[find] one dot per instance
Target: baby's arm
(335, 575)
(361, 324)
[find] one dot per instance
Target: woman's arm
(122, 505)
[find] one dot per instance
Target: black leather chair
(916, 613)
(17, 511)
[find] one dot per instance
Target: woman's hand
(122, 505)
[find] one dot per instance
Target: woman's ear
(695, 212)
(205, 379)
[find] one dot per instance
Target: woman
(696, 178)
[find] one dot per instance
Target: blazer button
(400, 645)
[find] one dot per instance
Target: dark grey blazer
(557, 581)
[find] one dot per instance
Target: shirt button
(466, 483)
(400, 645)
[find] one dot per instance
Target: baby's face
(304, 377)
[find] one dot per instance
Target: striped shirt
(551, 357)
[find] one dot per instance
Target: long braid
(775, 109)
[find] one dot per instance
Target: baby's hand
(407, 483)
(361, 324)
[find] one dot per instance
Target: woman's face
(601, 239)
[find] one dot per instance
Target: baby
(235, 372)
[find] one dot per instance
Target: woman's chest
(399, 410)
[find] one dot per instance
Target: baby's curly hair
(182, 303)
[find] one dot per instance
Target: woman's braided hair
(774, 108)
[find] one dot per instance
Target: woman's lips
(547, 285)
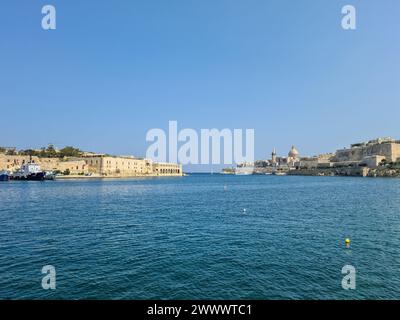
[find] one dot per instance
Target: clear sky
(112, 70)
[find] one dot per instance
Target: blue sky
(112, 70)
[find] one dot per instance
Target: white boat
(244, 171)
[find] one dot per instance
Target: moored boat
(29, 171)
(4, 176)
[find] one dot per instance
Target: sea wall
(354, 172)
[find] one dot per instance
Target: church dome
(293, 153)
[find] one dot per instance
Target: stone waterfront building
(95, 164)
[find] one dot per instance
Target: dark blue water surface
(189, 238)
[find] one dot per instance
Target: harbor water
(201, 237)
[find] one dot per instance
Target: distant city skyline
(111, 72)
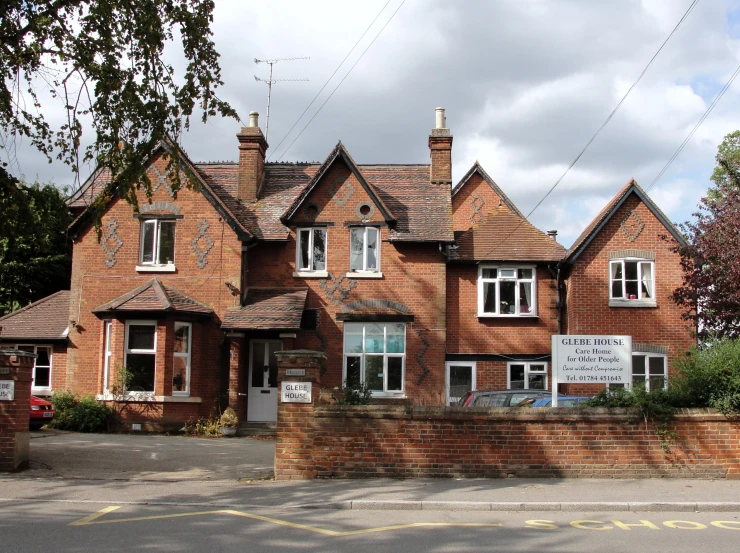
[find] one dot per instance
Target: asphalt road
(32, 526)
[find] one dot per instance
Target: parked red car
(41, 412)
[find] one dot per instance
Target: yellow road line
(92, 519)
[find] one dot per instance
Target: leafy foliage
(79, 414)
(35, 252)
(101, 63)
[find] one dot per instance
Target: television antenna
(270, 81)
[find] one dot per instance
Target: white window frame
(527, 371)
(364, 251)
(35, 347)
(107, 355)
(363, 355)
(303, 270)
(499, 278)
(187, 356)
(624, 300)
(154, 263)
(153, 351)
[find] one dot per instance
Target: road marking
(92, 519)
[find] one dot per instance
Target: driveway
(145, 457)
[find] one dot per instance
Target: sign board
(7, 390)
(590, 359)
(296, 392)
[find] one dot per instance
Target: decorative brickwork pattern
(111, 243)
(202, 252)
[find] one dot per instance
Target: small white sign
(7, 390)
(591, 359)
(296, 392)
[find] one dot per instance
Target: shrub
(79, 414)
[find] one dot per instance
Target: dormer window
(157, 243)
(364, 250)
(311, 250)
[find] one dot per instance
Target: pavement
(237, 473)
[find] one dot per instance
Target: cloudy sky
(525, 84)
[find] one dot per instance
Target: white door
(262, 393)
(460, 379)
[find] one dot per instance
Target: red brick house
(418, 288)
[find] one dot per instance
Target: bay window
(375, 355)
(506, 291)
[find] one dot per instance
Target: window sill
(169, 268)
(144, 398)
(633, 303)
(311, 274)
(364, 275)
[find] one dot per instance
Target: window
(375, 354)
(41, 367)
(649, 370)
(527, 376)
(141, 355)
(506, 291)
(631, 279)
(364, 249)
(311, 250)
(181, 359)
(157, 242)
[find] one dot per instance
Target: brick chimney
(252, 149)
(440, 151)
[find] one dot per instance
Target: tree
(710, 292)
(101, 61)
(35, 252)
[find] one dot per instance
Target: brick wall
(95, 283)
(383, 441)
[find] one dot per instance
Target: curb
(575, 506)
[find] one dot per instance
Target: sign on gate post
(590, 359)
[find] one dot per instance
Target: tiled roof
(610, 208)
(504, 236)
(268, 309)
(155, 297)
(478, 168)
(46, 319)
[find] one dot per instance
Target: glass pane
(489, 297)
(41, 377)
(374, 372)
(147, 242)
(353, 371)
(319, 250)
(536, 381)
(638, 365)
(141, 367)
(303, 239)
(374, 338)
(182, 338)
(507, 302)
(180, 374)
(166, 242)
(141, 337)
(395, 374)
(356, 245)
(525, 297)
(516, 376)
(372, 249)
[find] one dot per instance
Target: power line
----
EXERCISE DETAILS
Except for the pictures, give all the material above again verbatim.

CORRECT OUTPUT
[find] one dot per instance
Target: baby's arm
(335, 575)
(361, 324)
[find] one dot per instance
Target: woman's arm
(122, 505)
[find] one dot per instance
Target: black leather chair
(916, 613)
(17, 511)
[find] one dot per instance
Target: woman's hand
(122, 505)
[find] one dot per instance
Target: woman's ear
(695, 212)
(205, 379)
[find] one dot per instance
Target: woman
(696, 178)
[find] one dot per instance
Target: blazer button
(400, 645)
[find] one dot per instance
Target: dark grey blazer
(557, 581)
[find] one dot per instance
Target: shirt button
(466, 483)
(400, 645)
[find] one dot per instance
Target: baby's face
(304, 377)
[find] one dot per instance
Target: striped shirt
(551, 357)
[find] one dot per instance
Target: long braid
(775, 109)
[find] one dot per instance
Target: baby's hand
(407, 483)
(361, 324)
[find] one dot per instance
Target: woman's face
(601, 239)
[find] one dot per instance
Target: baby
(235, 372)
[find] one dot per instance
Target: woman's chest
(399, 410)
[find] one dot per instance
Target: baby's curly hair
(182, 303)
[find] one dot per instance
Target: woman's braided hair
(774, 108)
[find] one dot per instance
Target: woman's lips
(547, 285)
[find] one dot per instance
Target: clear sky
(112, 70)
[find] one dot per instance
Target: blue sky
(112, 70)
[find] one dot per instance
Target: white boat
(244, 171)
[find] one dot per instance
Target: moored boat
(29, 171)
(4, 176)
[find] one dot per instance
Target: sea wall
(354, 172)
[find] one dot per instance
Target: church dome
(293, 153)
[find] one dot per instance
Target: stone waterfront building
(95, 164)
[find] one dot per instance
Target: dark blue water surface
(189, 238)
[find] one dot per instance
Target: harbor water
(201, 237)
[find] one dot per instance
Target: distant city skyline
(111, 72)
[find] one dot per instance
Target: asphalt road
(32, 526)
[find] one dot per instance
Target: parked red car
(41, 412)
[find] one dot per instance
Target: yellow road line
(92, 519)
[find] one dot per instance
Target: leafy foliage
(79, 414)
(35, 252)
(101, 63)
[find] one dot per instance
Target: television antenna
(270, 81)
[find] one dot per instance
Target: white window frame
(527, 371)
(364, 251)
(35, 347)
(107, 355)
(363, 355)
(303, 270)
(499, 278)
(187, 356)
(624, 300)
(154, 263)
(153, 351)
[find] one dot per instance
Target: road marking
(92, 519)
[find] one dot per instance
Target: driveway
(145, 457)
[find] one dot per instance
Target: sign board
(7, 390)
(590, 359)
(296, 392)
[find] one dot per instance
Target: decorative brickwork pattern
(111, 243)
(202, 252)
[find] one dot per instance
Target: small white sign
(7, 390)
(591, 359)
(296, 392)
[find] one dot per instance
Target: shrub
(79, 414)
[find] one dot per instance
Target: dormer window
(157, 243)
(364, 250)
(311, 250)
[find] one dot per instance
Target: pavement
(237, 473)
[find] one dot per instance
Target: cloudy sky
(525, 84)
[find] one dot per instance
Target: white door
(262, 393)
(460, 379)
[find] one dot per instance
Target: red brick house
(418, 288)
[find] one dot per instance
Target: bay window
(375, 355)
(506, 291)
[find] one dot per instance
Target: window sill
(169, 268)
(144, 398)
(633, 303)
(311, 274)
(364, 275)
[find] one dot per instance
Target: window
(375, 354)
(41, 367)
(649, 370)
(527, 376)
(141, 355)
(506, 291)
(631, 279)
(364, 249)
(311, 250)
(181, 359)
(157, 242)
[find] one dot per instance
Target: brick chimney
(252, 149)
(440, 151)
[find] one dot per instance
Target: tree
(710, 292)
(101, 61)
(35, 252)
[find] one dot per instance
Target: brick wall
(95, 283)
(383, 441)
[find] one dot per instance
Target: curb
(575, 506)
[find] one dot per instance
Target: sign on gate post
(590, 359)
[find] one dot per instance
Target: tiled roof
(610, 208)
(504, 236)
(268, 309)
(155, 297)
(478, 168)
(46, 319)
[find] one dot per instance
Target: glass pane
(489, 297)
(41, 377)
(374, 372)
(147, 242)
(353, 371)
(319, 250)
(536, 381)
(638, 365)
(141, 367)
(303, 239)
(374, 338)
(182, 338)
(507, 302)
(180, 374)
(166, 242)
(141, 337)
(395, 374)
(356, 245)
(525, 297)
(516, 376)
(372, 249)
[find] one dot per instance
Target: power line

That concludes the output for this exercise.